Point localization data:
|---|
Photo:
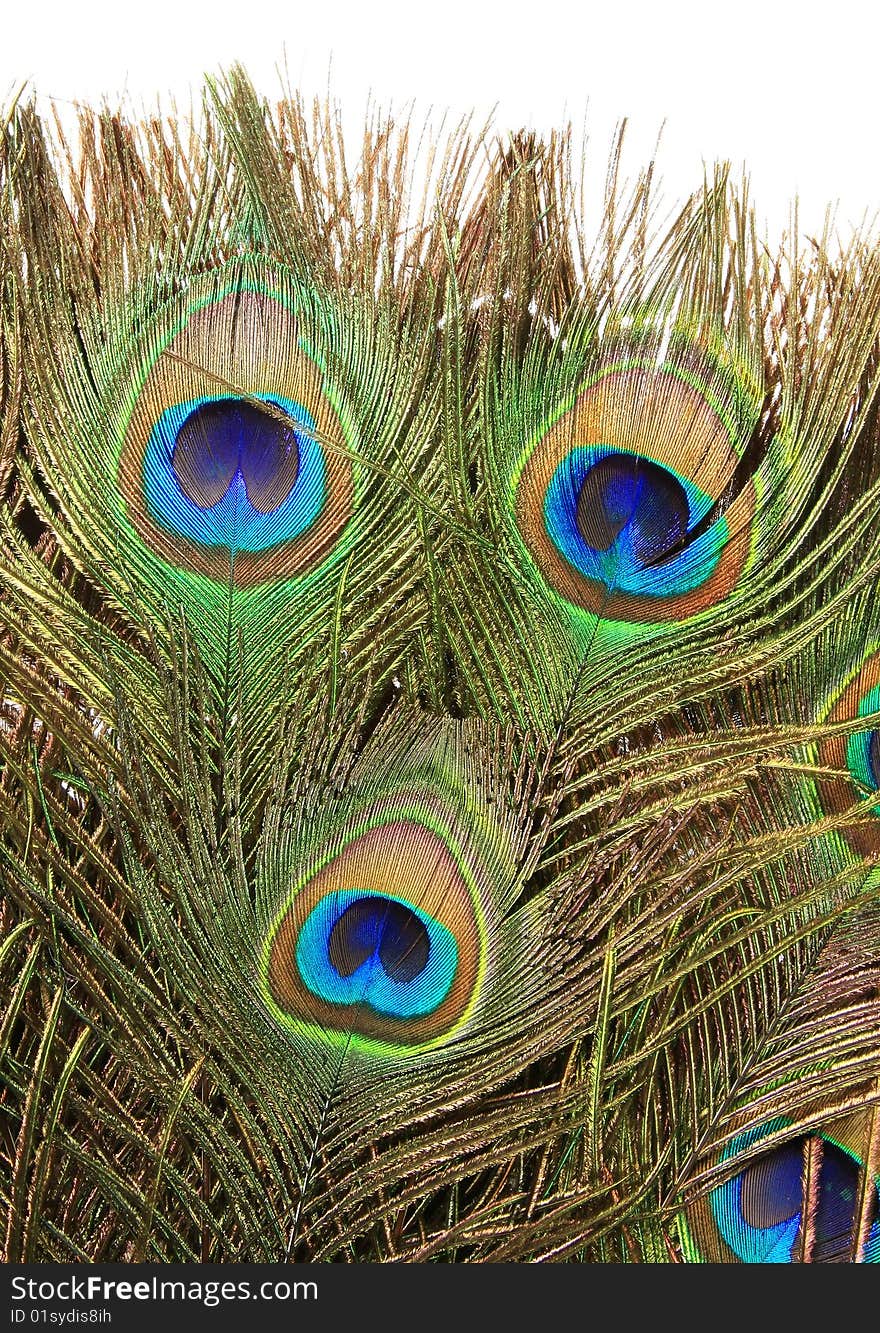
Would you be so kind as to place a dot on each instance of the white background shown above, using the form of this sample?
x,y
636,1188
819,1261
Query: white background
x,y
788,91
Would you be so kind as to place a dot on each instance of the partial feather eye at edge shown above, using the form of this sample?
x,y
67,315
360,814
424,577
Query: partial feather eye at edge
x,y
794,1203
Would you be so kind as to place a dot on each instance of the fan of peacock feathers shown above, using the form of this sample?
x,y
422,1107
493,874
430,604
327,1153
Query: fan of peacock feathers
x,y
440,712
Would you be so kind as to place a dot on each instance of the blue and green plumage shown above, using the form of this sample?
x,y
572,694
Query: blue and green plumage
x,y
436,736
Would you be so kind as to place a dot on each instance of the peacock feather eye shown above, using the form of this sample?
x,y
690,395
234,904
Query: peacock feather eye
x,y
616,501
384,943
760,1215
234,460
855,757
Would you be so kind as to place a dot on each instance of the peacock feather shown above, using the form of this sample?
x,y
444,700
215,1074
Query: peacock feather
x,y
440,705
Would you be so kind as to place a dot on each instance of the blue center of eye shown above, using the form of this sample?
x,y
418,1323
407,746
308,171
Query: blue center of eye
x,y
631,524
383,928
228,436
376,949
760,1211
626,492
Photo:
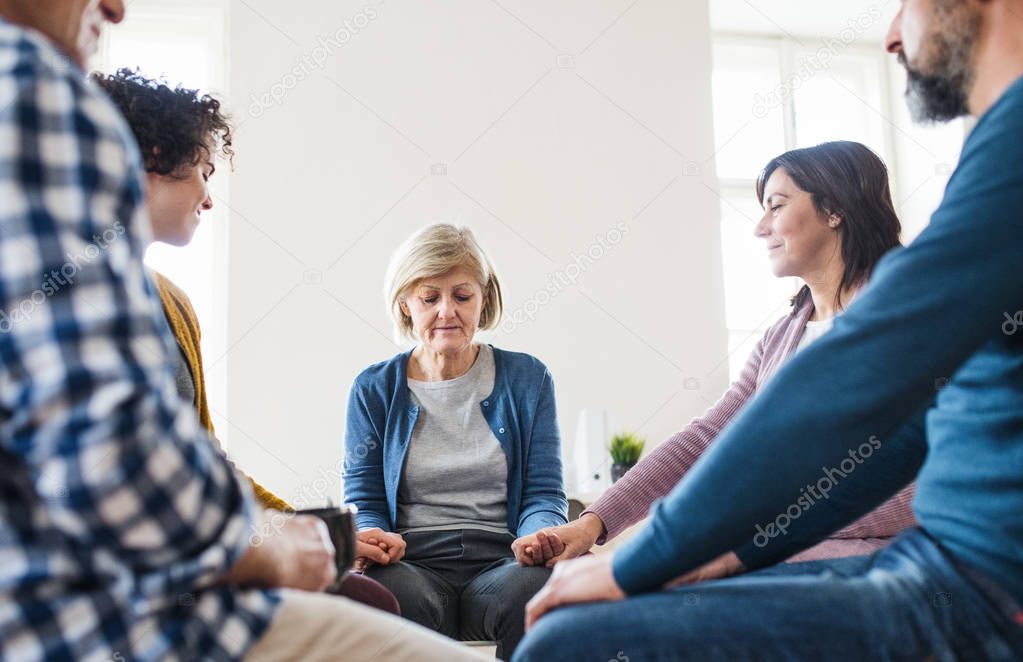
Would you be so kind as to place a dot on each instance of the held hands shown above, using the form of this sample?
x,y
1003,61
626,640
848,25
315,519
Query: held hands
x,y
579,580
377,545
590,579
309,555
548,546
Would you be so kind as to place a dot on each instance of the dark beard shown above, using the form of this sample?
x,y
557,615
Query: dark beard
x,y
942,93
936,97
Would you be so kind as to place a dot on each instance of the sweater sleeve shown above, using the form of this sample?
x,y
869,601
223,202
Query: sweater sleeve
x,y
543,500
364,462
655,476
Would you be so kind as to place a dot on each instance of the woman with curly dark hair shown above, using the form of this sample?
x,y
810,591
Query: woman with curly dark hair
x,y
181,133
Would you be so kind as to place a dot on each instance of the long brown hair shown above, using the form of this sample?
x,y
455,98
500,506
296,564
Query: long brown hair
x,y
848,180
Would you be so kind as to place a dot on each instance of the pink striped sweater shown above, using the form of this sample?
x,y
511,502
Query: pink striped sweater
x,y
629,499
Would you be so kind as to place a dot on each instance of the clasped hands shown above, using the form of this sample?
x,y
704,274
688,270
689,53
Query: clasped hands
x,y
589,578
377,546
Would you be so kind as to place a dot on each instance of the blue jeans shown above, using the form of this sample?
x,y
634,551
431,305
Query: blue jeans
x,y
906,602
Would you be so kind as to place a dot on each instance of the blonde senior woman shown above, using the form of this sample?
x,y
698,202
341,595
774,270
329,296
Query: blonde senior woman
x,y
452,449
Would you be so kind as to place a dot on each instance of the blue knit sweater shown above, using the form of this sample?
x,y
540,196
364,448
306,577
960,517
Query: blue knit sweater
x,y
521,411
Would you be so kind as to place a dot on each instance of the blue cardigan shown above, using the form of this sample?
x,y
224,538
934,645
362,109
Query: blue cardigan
|---|
Exercise: Restate each record from above word for word, excluding any picture it holds.

Expected answer:
Photo:
Would you be so kind as to place a dot on each instance of the white background shown above, using the form of this sample?
x,y
636,1188
819,1261
Query: white background
x,y
788,91
Would you be so kind as to place a dot on each instance of the partial feather eye at edge shown above, using the form of this sample?
x,y
67,315
360,814
424,577
Query: partial feather eye at edge
x,y
794,1203
Would you be so kind as to place a dot on each instance of the fan of peacock feathers shown above, using the form of this sample?
x,y
422,1107
493,874
430,604
327,1153
Query: fan of peacock feathers
x,y
440,712
Would you be so kind as to place a dot on each instance of the blue and green plumage shown above, using the form of this sample?
x,y
572,694
Query: blue and green plumage
x,y
436,736
Would you be so kind as to place a dot on each instance of the peacock feather eye shown above, using the form of this sample?
x,y
690,395
234,904
Query: peacock feather eye
x,y
616,501
384,943
760,1215
234,460
855,757
Would you be so kind as to place a dot on each instance of the peacock feather shown above, using the form of this sample?
x,y
444,700
215,1074
Query: peacock feather
x,y
440,705
Would you be so kind as to place a dot on each instance of the blue center of eye shown above, using the form of this sample?
x,y
418,1323
407,746
308,171
Query: blue center of eye
x,y
631,524
383,928
228,436
376,949
760,1211
626,492
Photo:
Would you be so kind as to place a dot on each instance of the held hands shown above, using the form of this sample?
x,y
1003,61
626,640
848,25
315,519
Query: held hands
x,y
579,580
377,545
590,579
309,555
548,546
Would you be so kind as to place a dot on each instance of the dark beard shown above, using the form of this sample?
x,y
557,615
Query: dark beard
x,y
942,93
936,97
Would you be so kind as to place a dot on each instance of the sweater sleeve shown above, using the form of this sample?
x,y
869,601
223,202
Query: sweater sleeve
x,y
543,500
364,462
655,476
Would you be so kind as to place a dot on each instance of the woman with curly dark hair shown above, using the form of this sample?
x,y
810,591
Query: woman with curly dark hair
x,y
181,133
Would you be so kind as to place a dot on each instance of the long brown hair shown above, using the form of this sample?
x,y
455,98
500,506
296,564
Query: long brown hair
x,y
848,180
Would you be so kind as to place a dot on each instance of the pink striped sweater shown above, using the form of this sample?
x,y
511,502
Query: pink striped sweater
x,y
629,499
Would you be so kind as to place a dot on each instance of the clasped hands shown above, using the form of this sample?
x,y
704,274
688,270
689,53
Query: clasped hands
x,y
589,578
377,546
Would you be so kind as to place a dot on each instance of the blue jeans shown above, using the form of this sample?
x,y
634,551
431,305
Query: blue jeans
x,y
906,602
Would you be so kind as to place a dot on each instance of the blonde senior woman shown above, using the form of this sample?
x,y
698,202
341,595
774,270
329,296
Query: blonde senior woman
x,y
452,449
Would you be so kind as to place a dot on each instance of the blue knit sweater shown above, using the form of this sample?
x,y
540,196
364,448
306,577
960,517
Query: blue knit sweater
x,y
521,411
Would you be so kind as to place a dot on each instance of the blue cardigan shown above, using the form of this sample?
x,y
224,538
934,645
362,109
Query: blue cardigan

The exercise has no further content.